● **Data supplied**
— START —

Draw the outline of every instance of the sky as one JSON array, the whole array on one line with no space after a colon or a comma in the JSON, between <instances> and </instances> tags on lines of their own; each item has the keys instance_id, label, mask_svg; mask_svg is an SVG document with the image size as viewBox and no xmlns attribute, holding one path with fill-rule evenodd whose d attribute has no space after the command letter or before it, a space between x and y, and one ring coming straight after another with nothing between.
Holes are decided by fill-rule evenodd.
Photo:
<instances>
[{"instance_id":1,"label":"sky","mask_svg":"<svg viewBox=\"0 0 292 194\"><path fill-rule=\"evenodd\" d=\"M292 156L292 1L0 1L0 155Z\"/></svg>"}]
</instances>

— END —

List each line of the records that contains the string "instances".

Draw the outline of every instance of the sky as one JSON array, the whole array on one line with no space after a colon or a comma in the JSON, between <instances> and </instances> tags on lines of their own; each item has the keys instance_id, label, mask_svg; mask_svg is an SVG document with the image size as viewBox and no xmlns attribute, holding one path with fill-rule evenodd whose d attribute has no space after the command letter or before it, a space between x and y, and one ring coming straight after another with nothing between.
<instances>
</instances>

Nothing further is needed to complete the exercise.